▸ **Texto apresentado**:
—————

A ocasião chegou em janeiro, para o concerto “Conta-me uma canção” no Maria Matos, em que partilhei o palco com o Sérgio, com o desafio de trocarmos e partilharmos músicas. Mas como mexer naquela canção-monumento? O original tem tudo! Vive no equilíbrio entre a poesia e a denúncia, falando de exploração, semeando a subversão, sem nunca ser panfletário.
Rapidamente percebi que a resposta estava na perspetiva. Manteria o registo e a emoção, mas falaria das mulheres e da exploração do trabalho doméstico e reprodutivo, historicamente desvalorizado e invisibilizado. A minha versão seria no feminino e, mantendo a estrutura dos versos, preservando o corpo do refrão, perguntaria agora “que força é essa amiga?”

—————

▸ **Exercício escrito 1**:
Selecione na listagem todas as linhas em que aparece a palavra "ribbon" e copie-as.

—————

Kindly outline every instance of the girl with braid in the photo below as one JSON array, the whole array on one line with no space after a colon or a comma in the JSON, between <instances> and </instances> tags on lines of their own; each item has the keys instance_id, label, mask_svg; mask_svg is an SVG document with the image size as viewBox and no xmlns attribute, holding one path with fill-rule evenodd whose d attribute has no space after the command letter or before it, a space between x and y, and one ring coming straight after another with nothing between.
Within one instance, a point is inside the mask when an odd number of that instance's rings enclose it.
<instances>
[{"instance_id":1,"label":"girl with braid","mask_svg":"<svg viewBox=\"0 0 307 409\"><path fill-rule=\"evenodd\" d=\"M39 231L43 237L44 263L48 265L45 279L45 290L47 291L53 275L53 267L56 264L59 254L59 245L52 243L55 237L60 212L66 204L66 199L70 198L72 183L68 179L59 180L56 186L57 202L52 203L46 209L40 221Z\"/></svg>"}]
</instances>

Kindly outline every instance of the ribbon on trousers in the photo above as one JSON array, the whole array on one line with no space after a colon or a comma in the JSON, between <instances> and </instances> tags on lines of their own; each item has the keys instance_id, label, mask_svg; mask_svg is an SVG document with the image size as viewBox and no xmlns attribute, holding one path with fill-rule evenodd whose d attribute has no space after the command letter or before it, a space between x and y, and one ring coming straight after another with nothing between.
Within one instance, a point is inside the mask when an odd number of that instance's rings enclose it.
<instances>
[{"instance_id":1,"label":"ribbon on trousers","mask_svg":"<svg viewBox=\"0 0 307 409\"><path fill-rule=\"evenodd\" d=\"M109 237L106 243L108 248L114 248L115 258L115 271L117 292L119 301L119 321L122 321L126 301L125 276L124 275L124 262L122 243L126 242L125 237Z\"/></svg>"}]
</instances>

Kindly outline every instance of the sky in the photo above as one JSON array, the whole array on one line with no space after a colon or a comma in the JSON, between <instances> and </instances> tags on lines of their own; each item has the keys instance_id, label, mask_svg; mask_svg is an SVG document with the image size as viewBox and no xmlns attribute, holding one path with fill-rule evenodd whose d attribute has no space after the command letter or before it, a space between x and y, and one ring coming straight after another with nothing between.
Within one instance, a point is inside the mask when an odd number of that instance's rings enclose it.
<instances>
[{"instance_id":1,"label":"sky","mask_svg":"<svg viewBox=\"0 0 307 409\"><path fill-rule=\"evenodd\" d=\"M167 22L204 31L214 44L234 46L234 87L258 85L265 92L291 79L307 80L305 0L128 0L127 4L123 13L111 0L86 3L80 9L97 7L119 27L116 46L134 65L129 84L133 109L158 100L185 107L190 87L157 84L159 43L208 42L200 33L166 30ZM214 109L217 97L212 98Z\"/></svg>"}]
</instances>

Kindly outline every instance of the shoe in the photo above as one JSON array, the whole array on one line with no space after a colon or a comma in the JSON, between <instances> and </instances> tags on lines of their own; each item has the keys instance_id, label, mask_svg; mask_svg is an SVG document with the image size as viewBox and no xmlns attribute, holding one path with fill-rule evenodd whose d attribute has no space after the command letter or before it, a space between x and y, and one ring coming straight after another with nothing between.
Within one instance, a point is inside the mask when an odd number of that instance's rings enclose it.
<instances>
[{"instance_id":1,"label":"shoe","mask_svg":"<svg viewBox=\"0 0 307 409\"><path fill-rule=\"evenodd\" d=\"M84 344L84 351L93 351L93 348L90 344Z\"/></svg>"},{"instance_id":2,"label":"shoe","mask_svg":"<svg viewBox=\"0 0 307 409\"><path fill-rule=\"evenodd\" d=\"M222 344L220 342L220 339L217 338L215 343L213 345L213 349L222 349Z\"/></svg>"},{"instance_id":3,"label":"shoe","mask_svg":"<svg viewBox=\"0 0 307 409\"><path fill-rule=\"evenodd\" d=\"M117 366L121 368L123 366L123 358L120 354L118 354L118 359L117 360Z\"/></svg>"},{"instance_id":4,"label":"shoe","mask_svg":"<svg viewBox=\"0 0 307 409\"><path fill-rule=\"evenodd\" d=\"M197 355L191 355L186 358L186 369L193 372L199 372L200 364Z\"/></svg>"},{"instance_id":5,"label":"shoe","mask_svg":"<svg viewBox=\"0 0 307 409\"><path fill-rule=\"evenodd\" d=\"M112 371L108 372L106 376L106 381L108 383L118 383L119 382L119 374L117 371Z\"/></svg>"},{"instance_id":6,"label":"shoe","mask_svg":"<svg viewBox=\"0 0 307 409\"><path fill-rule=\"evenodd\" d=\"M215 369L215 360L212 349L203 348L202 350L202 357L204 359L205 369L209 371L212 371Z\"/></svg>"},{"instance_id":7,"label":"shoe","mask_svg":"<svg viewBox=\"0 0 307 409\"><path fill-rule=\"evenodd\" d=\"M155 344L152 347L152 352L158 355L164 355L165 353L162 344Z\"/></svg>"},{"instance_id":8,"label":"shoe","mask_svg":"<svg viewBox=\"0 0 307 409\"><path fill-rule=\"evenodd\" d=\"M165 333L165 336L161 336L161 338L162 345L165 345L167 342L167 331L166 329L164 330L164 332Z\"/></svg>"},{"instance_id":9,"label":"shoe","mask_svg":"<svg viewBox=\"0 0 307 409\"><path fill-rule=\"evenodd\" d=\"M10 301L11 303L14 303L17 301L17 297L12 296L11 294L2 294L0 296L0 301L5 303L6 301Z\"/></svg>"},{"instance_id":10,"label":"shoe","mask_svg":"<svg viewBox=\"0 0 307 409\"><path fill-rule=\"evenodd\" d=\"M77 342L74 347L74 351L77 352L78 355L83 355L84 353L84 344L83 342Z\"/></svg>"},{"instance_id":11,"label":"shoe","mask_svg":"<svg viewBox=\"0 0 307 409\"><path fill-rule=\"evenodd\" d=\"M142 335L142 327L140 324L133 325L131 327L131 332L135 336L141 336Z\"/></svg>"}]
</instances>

—————

▸ **Exercício escrito 2**:
Altere o trecho do texto sobre a canção que começa em "A ocasião chegou" e termina em "nunca ser panfletário.", pondo "fevereiro" no lugar de "janeiro".

▸ **Resposta 1**:
Kindly outline every instance of the ribbon on trousers in the photo above as one JSON array, the whole array on one line with no space after a colon or a comma in the JSON, between <instances> and </instances> tags on lines of their own; each item has the keys instance_id, label, mask_svg; mask_svg is an SVG document with the image size as viewBox and no xmlns attribute, holding one path with fill-rule evenodd whose d attribute has no space after the command letter or before it, a space between x and y, and one ring coming straight after another with nothing between.
[{"instance_id":1,"label":"ribbon on trousers","mask_svg":"<svg viewBox=\"0 0 307 409\"><path fill-rule=\"evenodd\" d=\"M109 237L106 243L108 248L114 248L115 258L115 271L117 292L119 301L119 321L122 321L126 301L125 276L124 275L124 262L122 243L126 242L125 237Z\"/></svg>"}]

▸ **Resposta 2**:
A ocasião chegou em fevereiro, para o concerto “Conta-me uma canção” no Maria Matos, em que partilhei o palco com o Sérgio, com o desafio de trocarmos e partilharmos músicas. Mas como mexer naquela canção-monumento? O original tem tudo! Vive no equilíbrio entre a poesia e a denúncia, falando de exploração, semeando a subversão, sem nunca ser panfletário.